• **Check your understanding**
[1] According to the passage on Thomas Sadler Roberts, in what year was "The Birds of Minnesota" published?
[2] Please write the next few sentences of the passage on Thomas Sadler Roberts, picking up after its final sentence.

A vivid memory of growing up on the family farm was an early spring day when migrating snow geese stopped in a nearby field for a lunch break. My father and uncle crept out toward them, guns in hand, to bag a goose or two.
The good news for everyone – the geese, the people who would have had to pluck, cook and eat the critters – is that the birds took flight without any casualties.
That’s roughly how Dr. Thomas Sadler Roberts, above, did his work; gun and then, later, camera in hand, he traveled the state observing, collecting and describing birds and then finally writing, ” The Birds of Minnesota.”
The two-volume set, published in 1932, is still considered a definitive account of the state’s wild avian population.
Sue Leaf has written a biography of Roberts, “A Love Affair with Birds,” and based on her nearly five years of research and interviews describes him as a workaholic. He kept his Minneapolis medical practice going, which included delivering lots of babies and used any spare time to do his birding.

• **Records supplied**
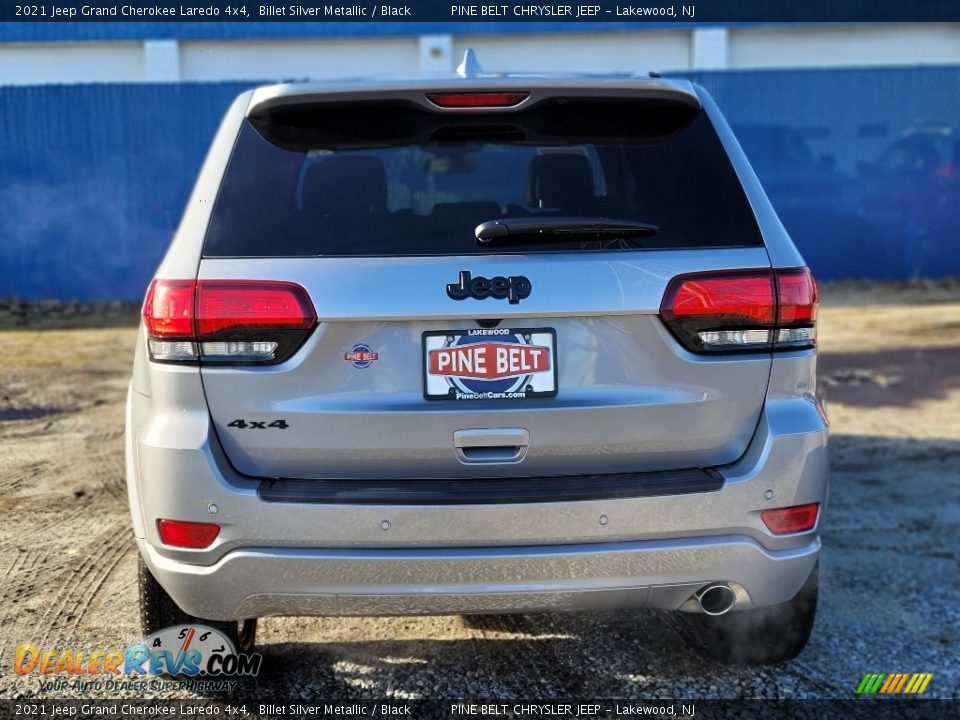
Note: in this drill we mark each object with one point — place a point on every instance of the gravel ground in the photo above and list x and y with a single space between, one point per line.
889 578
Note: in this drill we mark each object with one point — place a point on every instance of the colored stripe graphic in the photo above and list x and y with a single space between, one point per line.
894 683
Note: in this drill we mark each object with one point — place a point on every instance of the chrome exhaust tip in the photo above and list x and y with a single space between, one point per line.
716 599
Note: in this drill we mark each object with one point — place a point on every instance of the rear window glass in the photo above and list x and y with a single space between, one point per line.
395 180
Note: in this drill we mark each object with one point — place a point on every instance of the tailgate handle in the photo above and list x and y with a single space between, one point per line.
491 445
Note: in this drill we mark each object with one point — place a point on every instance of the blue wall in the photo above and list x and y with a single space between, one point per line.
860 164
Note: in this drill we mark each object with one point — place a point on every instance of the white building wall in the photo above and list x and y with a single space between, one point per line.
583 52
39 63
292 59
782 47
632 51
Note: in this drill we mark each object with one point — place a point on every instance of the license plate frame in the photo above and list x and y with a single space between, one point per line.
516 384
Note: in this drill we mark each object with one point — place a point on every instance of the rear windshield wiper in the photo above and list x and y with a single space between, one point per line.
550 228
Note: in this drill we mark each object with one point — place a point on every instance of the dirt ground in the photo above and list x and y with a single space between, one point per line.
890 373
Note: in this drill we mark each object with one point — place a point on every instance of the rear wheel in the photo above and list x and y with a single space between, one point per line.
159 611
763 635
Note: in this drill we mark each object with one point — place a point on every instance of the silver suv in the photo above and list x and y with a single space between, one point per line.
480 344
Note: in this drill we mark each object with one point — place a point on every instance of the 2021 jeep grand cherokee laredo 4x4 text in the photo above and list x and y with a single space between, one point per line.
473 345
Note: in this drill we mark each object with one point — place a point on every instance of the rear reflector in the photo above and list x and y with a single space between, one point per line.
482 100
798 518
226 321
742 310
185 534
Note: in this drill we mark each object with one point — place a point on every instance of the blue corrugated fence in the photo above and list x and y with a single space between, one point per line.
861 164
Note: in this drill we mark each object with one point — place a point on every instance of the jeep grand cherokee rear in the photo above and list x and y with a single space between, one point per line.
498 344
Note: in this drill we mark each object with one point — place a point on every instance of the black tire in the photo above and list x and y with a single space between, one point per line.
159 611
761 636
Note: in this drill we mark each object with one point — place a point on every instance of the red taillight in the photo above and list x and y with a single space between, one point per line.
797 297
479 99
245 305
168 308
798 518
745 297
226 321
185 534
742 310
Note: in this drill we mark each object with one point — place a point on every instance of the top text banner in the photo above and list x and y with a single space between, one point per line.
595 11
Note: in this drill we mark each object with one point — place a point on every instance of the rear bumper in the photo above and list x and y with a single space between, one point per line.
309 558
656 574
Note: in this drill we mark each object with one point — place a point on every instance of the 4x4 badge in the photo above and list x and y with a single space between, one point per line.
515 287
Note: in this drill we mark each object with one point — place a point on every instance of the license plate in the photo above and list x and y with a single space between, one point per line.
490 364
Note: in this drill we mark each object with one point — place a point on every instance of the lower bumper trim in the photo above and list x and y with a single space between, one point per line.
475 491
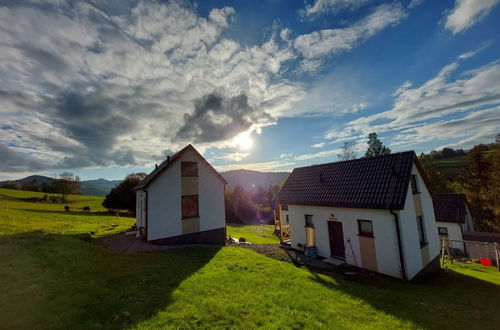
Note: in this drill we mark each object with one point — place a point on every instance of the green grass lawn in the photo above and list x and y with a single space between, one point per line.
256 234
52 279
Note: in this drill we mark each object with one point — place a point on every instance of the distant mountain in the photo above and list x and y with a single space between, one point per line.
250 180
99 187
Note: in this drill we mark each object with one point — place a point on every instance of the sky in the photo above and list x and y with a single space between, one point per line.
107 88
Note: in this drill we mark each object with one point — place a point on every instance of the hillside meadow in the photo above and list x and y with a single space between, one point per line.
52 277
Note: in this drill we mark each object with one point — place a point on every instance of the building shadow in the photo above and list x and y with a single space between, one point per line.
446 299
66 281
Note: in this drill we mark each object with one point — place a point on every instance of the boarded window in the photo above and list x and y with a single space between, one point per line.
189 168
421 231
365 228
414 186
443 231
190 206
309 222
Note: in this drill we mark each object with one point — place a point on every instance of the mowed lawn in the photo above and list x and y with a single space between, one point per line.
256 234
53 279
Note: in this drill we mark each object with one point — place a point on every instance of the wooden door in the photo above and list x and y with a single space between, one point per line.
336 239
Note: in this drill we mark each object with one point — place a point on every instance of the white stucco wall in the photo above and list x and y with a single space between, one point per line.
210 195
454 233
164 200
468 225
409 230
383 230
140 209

• **Results for each task**
[1] 1932

[2]
Leaf, from Center City, talks about Roberts today on All Things Considered.
Roberts quit his medical practice at age 57 so he could devote more time to ornithology, although as Leaf points out, he never described himself as an ornithologist, instead calling himself a retired doctor.
He became the first professor of ornithology (an unpaid position) at the University of Minnesota and helped create what would become the U’s Bell Museum of Natural History and devoted himself to educating aspiring classroom teachers about birds.
Leaf’s book describes how this son of a privileged family from Philadelphia made Minnesota his home and excelled at medicine and ornithology at a time when the state was a magnet for white settlement and commercial development that altered the natural landscape that Roberts treasured.